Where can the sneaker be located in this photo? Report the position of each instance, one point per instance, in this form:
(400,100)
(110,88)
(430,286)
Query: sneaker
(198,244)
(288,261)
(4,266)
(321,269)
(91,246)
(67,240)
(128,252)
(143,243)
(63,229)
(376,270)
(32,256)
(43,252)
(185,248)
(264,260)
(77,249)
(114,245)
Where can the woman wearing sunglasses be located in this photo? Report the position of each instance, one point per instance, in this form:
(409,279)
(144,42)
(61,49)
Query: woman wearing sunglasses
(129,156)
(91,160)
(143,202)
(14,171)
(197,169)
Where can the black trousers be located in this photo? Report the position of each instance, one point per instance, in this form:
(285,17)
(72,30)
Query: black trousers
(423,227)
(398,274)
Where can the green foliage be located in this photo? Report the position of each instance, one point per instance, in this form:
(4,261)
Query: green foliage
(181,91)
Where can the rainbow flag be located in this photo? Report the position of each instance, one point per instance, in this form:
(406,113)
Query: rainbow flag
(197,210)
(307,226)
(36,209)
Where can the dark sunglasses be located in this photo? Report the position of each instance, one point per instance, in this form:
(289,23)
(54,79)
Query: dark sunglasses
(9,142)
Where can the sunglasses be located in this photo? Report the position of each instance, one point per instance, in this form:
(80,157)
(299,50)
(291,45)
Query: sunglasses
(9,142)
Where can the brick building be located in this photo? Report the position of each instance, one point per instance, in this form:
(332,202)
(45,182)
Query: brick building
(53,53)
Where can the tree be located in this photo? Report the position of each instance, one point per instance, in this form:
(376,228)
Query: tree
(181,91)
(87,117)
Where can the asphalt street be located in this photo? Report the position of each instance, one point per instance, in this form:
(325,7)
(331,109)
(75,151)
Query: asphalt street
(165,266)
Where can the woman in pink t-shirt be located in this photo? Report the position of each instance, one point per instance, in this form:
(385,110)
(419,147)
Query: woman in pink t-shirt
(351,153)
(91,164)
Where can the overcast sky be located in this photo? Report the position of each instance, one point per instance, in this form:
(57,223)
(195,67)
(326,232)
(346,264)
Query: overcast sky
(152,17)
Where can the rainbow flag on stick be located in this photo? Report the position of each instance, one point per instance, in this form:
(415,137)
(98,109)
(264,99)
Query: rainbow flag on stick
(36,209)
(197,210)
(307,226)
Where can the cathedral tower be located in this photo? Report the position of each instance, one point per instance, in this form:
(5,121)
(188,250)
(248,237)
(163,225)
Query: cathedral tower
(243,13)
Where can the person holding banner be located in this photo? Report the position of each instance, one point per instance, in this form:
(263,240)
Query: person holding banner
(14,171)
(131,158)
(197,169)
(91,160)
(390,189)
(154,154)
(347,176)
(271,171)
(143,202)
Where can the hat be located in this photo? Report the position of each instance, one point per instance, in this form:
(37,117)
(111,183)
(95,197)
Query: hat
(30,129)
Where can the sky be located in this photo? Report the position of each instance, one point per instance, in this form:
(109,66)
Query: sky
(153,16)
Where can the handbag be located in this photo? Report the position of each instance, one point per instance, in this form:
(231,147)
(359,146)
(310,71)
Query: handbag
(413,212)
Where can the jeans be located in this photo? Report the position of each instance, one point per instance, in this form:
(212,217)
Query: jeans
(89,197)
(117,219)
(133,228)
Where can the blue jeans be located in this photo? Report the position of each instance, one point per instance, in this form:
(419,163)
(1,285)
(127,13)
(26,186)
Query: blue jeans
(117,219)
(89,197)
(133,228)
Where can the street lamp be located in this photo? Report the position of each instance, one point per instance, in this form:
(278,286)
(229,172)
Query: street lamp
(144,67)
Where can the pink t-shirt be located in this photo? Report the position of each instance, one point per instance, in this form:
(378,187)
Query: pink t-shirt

# # # # #

So that nothing is lost, please repeat all of the entries exactly.

■ **Response below**
Where can the sneaker be located in this photo? Report the position of each instance, one point per instance, in this form:
(400,100)
(110,88)
(430,286)
Query: sneaker
(198,244)
(288,261)
(4,266)
(321,269)
(91,246)
(67,240)
(128,252)
(143,243)
(63,229)
(376,270)
(32,256)
(43,252)
(185,248)
(264,260)
(77,249)
(114,245)
Where can the woman wearing sunglasses be located in this photo? Report the position of each instance, one point per instance, in this form:
(409,279)
(144,42)
(61,49)
Query: woman wearing sunglasses
(129,156)
(91,160)
(143,202)
(14,171)
(197,169)
Where can the black trousers be located in this photo? Report the position of each instance, one point per instance, in this form:
(285,17)
(72,30)
Query: black trousers
(423,227)
(398,274)
Where can the green foliage be located in this photo? Report the position of each instance, one point per instance, in this form:
(4,261)
Query: green foliage
(181,91)
Where can the rainbow flag be located in this photo? Report the position of each instance, one point per instance, in this form:
(406,113)
Query: rainbow flag
(197,210)
(307,226)
(36,209)
Where can the dark sunglasses be located in this photo? Report the position of each instance, one point per instance, in this form:
(289,23)
(54,79)
Query: dark sunglasses
(9,142)
Where can the sunglasses be located in this photo? Report the position of each instance, one point per instance, in this form:
(80,157)
(299,50)
(291,45)
Query: sunglasses
(9,142)
Where can the brick building be located in this photo? Report the position of each instance, one point per instance, in this form:
(332,202)
(45,182)
Query: brick building
(53,53)
Where can the tree be located in this photo? Report the position of each instance, one point per instance, in this form:
(376,228)
Query: tree
(181,91)
(87,117)
Where can the asphalt street be located in this photo? Report the position of each instance, one point per instance, in this form:
(325,7)
(331,109)
(75,151)
Query: asphalt street
(165,266)
Where can the woman in pink t-shirt be located in this photo? Report the position of each instance, one point per instance, in this form:
(385,110)
(419,147)
Query: woman in pink t-shirt
(351,153)
(91,164)
Where can the overcast sky be located in this photo? Report the position of each instance, one point per instance, in this form:
(57,223)
(195,67)
(326,232)
(346,264)
Query: overcast sky
(152,17)
Where can the rainbow flag on stick be located in this photo? Report the position of each instance, one point per instance, in this form:
(415,137)
(98,109)
(264,99)
Query: rainbow flag on stick
(36,209)
(197,210)
(307,226)
Where can the cathedral tower be located in this photo? Report the position of each instance, one point per instance, in this form:
(5,121)
(188,250)
(248,237)
(163,225)
Query: cathedral tower
(243,13)
Where can the person holding banner be located in this photo? Report the position of each instance, one point per instance, in this form:
(263,240)
Query: person holding banner
(14,171)
(131,158)
(197,169)
(91,160)
(390,189)
(154,154)
(347,176)
(271,171)
(143,202)
Where can the hat be located in this photo? Report the position of each instance, one point per instance, in this form:
(37,117)
(111,183)
(95,197)
Query: hat
(30,129)
Where can the sky be located in this photo? Report the position of each instance, one point per instance, in this form:
(109,66)
Query: sky
(153,16)
Where can the handbag be located in this photo? Report the position of each instance, one point per instance, in this form:
(231,147)
(359,146)
(310,71)
Query: handbag
(413,212)
Where can the jeans be located in this photo? Report the position of each instance, one point per instance, in this form:
(212,217)
Query: jeans
(89,197)
(117,219)
(133,228)
Where can the blue jeans be located in this photo? Report the position of each instance, one point per instance, in this form:
(419,163)
(1,285)
(127,13)
(26,186)
Query: blue jeans
(117,219)
(89,197)
(133,228)
Where can the street lamp be located in this photo? Report the position of each instance, one point per instance, in this form:
(278,286)
(229,172)
Query: street lamp
(144,67)
Where can the pink t-shirt be located in this photo? Report the position of each instance, one point per instance, in this form:
(378,187)
Query: pink t-shirt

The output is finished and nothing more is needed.